→ GIVEN EXERCISE:
Copy every line of the listing below word for word, without changing anything.

→ RECORDS SHOWN:
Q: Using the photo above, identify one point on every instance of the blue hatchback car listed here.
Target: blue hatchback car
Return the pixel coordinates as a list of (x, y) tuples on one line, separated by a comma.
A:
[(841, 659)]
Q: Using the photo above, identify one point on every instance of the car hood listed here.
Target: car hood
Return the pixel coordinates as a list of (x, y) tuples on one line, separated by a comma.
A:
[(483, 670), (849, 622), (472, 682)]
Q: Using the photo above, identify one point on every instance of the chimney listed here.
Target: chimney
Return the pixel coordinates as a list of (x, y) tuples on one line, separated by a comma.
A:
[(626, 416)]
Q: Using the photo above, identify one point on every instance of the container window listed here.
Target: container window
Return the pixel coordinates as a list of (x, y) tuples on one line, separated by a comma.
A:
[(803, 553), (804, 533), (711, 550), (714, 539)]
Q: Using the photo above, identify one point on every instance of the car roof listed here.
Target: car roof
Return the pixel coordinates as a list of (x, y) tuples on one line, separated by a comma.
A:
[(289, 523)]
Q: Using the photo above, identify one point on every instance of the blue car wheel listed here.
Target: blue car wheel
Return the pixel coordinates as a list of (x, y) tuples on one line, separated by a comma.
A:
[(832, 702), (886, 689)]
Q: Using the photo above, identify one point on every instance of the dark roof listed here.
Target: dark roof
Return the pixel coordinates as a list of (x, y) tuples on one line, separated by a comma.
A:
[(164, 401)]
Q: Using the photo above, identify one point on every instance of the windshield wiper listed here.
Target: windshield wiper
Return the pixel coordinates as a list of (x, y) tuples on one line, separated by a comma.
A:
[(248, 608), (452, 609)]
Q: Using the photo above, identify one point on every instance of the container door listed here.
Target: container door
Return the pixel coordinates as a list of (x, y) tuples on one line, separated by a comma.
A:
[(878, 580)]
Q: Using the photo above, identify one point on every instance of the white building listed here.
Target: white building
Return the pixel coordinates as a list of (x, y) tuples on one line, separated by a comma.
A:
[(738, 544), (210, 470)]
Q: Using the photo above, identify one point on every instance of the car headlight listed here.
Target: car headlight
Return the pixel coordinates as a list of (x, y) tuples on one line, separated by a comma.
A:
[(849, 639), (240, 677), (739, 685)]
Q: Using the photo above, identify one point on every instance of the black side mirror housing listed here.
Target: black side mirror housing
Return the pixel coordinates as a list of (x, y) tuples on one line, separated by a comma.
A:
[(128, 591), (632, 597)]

→ COMPLETED EXERCISE:
Q: Using the photo above, identify one point on every instance of the blue hatchback car listed here.
Target: blue hatchback car
Return the pixel coordinates as a list of (x, y) tuples on one line, separated by a comma.
A:
[(841, 659)]
Q: Using the photo above, identify one point on every instance of the car hood listed here.
Target: car hood
Return the pixel coordinates as a list of (x, y) tuples on one line, separated by a comma.
A:
[(483, 670), (849, 622), (472, 682)]
Q: Using the photo above, identify one point on every instance of the chimney listed here.
Target: chimney
Return the pixel coordinates as a list of (x, y) tuples on one line, separated by a comma.
A:
[(626, 416)]
Q: Using the photo above, identify one point on every instance of the container window listed here.
Target: container window
Return the pixel coordinates as a list of (x, y) tuples on one line, separated by a comma.
A:
[(803, 553), (804, 533), (711, 550), (714, 539)]
Q: Using the photo above, identify one point on every instance of the car roof listed here.
Target: car roof
Return the pixel coordinates as a list of (x, y) tuples on one line, separated by a comma.
A:
[(289, 523)]
Q: Using the photo above, identify one point on every instance of the blue car wheel listed here.
Target: blue car wheel
Return the pixel coordinates as a list of (x, y) tuples on one line, separated by a comma.
A:
[(832, 702), (886, 689)]
Q: Using the photo above, identify one point on every instance of the dark roof listed here.
Target: dark roof
Return the pixel coordinates as a list of (x, y) tuples on one line, separated by a comma.
A:
[(164, 401)]
Q: Using the photo above, identify one point on every instance of the windshield wiper listed here.
Target: windshield wiper
Return the pixel coordinates as a list of (x, y) tuples on one line, separated by a comma.
A:
[(248, 608), (452, 609)]
Q: Using the photo above, identify one point on every instance of the container door listed here.
Target: container door
Return the pixel coordinates as a list of (x, y) tuples on one line, separated by a comma.
A:
[(878, 580)]
Q: Using the photo above, identify one point on every instance of the white building listed here.
Target: white building
Return the pixel coordinates as a list of (x, y) tuples on one line, separated by a comma.
A:
[(738, 544), (210, 470)]
Q: Using the photo above, identify one point on every instance of the car headlight listed here.
Target: car headlight
Return the pixel coordinates as a list of (x, y) tuples on one line, separated by a comma.
A:
[(849, 639), (240, 677), (739, 685)]
Q: Using the photo above, identify one point on every instance of the black side mirror housing listed here.
Target: black side mirror housing
Return the pixel coordinates as a list of (x, y) tuples on one line, separated by a comma.
A:
[(128, 591), (632, 597)]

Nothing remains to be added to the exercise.